What is expected:
Your reply should consist of the listing, copied exactly.

Records to use:
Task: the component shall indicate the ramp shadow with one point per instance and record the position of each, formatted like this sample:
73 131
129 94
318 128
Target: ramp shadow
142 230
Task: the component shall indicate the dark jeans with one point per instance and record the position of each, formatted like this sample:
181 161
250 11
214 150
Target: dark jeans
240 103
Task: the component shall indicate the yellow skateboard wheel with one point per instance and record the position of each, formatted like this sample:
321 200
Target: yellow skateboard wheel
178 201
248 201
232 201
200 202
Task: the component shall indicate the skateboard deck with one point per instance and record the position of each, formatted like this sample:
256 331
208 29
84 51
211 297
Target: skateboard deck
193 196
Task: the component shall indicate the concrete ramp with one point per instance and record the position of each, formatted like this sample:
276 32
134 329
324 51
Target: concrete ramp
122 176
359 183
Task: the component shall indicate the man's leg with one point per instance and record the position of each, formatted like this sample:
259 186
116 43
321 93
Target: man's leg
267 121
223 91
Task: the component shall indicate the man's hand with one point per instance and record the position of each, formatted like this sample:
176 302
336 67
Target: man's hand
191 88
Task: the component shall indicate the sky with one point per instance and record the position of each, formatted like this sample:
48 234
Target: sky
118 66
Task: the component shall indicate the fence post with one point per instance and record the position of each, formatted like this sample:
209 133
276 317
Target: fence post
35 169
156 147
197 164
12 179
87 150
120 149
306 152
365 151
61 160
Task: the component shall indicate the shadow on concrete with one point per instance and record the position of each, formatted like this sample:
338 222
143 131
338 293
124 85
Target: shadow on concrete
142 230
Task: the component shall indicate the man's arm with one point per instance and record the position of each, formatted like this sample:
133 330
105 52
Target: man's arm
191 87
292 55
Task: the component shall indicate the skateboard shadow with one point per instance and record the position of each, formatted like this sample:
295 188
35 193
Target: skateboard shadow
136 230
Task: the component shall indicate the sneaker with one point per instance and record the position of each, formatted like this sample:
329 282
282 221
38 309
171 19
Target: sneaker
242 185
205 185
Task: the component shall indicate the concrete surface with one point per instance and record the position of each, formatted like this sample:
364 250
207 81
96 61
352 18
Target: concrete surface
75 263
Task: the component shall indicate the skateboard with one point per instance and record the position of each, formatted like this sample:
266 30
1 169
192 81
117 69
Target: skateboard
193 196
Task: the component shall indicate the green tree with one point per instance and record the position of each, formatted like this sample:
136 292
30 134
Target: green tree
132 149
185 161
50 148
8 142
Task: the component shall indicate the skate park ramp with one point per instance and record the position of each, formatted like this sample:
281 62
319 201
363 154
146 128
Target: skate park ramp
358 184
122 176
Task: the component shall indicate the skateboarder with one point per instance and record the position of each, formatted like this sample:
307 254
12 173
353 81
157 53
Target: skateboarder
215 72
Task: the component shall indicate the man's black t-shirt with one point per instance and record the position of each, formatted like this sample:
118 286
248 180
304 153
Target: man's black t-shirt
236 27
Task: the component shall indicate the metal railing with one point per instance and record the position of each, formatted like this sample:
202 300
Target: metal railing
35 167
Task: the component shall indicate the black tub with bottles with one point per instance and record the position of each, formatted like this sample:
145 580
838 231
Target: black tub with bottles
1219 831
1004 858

Result for this task:
Task: the component shall indicate the ramp shadow with one point per instance and record the position of each, formatted like this sample:
73 131
129 94
318 128
Target: ramp shadow
142 230
Task: the component shall indicate the dark jeans with one point per instance and record the position of each, formatted like this sample:
181 161
250 11
214 150
Target: dark jeans
240 103
Task: the component shall indicate the yellow skateboard wheel with one point per instance and record the position of each, formatted like this sample:
321 200
Target: yellow skateboard wheel
178 201
248 201
232 201
200 202
Task: the component shall indicate the skateboard deck with one point per instance and record the position of each, formatted like this sample:
256 331
208 29
84 51
211 297
Target: skateboard deck
193 196
Task: the component shall indicate the concrete ramp with one point per instance and record the position of each, formatted like this sample:
276 32
134 329
324 51
Target: concrete ramp
122 176
359 183
Task: the component shall indicate the man's leg with one point per instance and record the position of each, formatted like this sample:
259 186
116 43
321 93
Target: man's leg
267 121
223 91
Task: the component shall indicate the man's hand with one point per instance and record the position of each, formatted like this sample:
176 302
336 67
Target: man's hand
191 88
Task: the component shall indicate the sky with one point per instance and record the position of each, formatted like this sample:
48 234
Target: sky
118 66
Task: the component shall indicate the fence post with one point per instance and record the position of each, formatted like this sample:
209 133
276 317
Target: fence post
35 169
156 147
197 164
12 179
87 150
120 149
306 152
365 151
61 160
Task: the component shall indicate the shadow on concrete with one point per instance and record the position of each, formatted like this sample:
338 222
143 131
338 293
124 85
Target: shadow on concrete
142 230
Task: the component shall indicate the man's arm with one point per instance and record the position of each, formatted like this sample:
133 330
105 52
Target: man's arm
191 87
292 55
Task: the component shall indicate the skateboard shadow with one point per instance and record the position of each, formatted like this sample:
295 188
35 193
Target: skateboard shadow
136 230
Task: the component shall indicate the sneaker with one point per instance and record the position of each, formatted like this sample:
329 282
282 221
38 309
171 19
Target: sneaker
242 185
205 185
Task: the component shall indicate the concrete surface with one point per instance and record the position of each, formatted like this sample:
364 250
207 81
96 61
352 18
Target: concrete surface
75 263
Task: the component shall indicate the skateboard with one point per instance and record the position of each, formatted like this sample:
266 30
1 169
192 81
117 69
Target: skateboard
193 196
Task: the component shall indicate the green tree with one point per instance and record the position of each, formatted like this sample:
136 292
30 134
Target: green tree
132 149
185 161
50 148
8 142
Task: the component shall indicate the skate park ramp with one point per instance and record the position of each, formatted like this sample:
281 62
319 201
363 154
146 128
Target: skate park ramp
358 184
122 176
Task: the component shall indicate the skateboarder with one point per instance and record the position of each, formatted like this sample:
307 254
12 173
353 81
157 53
Target: skateboarder
215 72
Task: the component shall indicate the man's black t-shirt with one point per instance and record the position of each, formatted like this sample:
118 286
248 180
304 153
Target: man's black t-shirt
236 27
Task: the component shall indicate the metal railing with one point per instance and record the position of each, formatted like this sample:
202 300
Target: metal railing
35 167
Task: the component shall indicate the black tub with bottles with one point per instance and record the position of each, formatted like this sample:
145 580
838 231
Target: black tub with bottles
1219 831
1004 858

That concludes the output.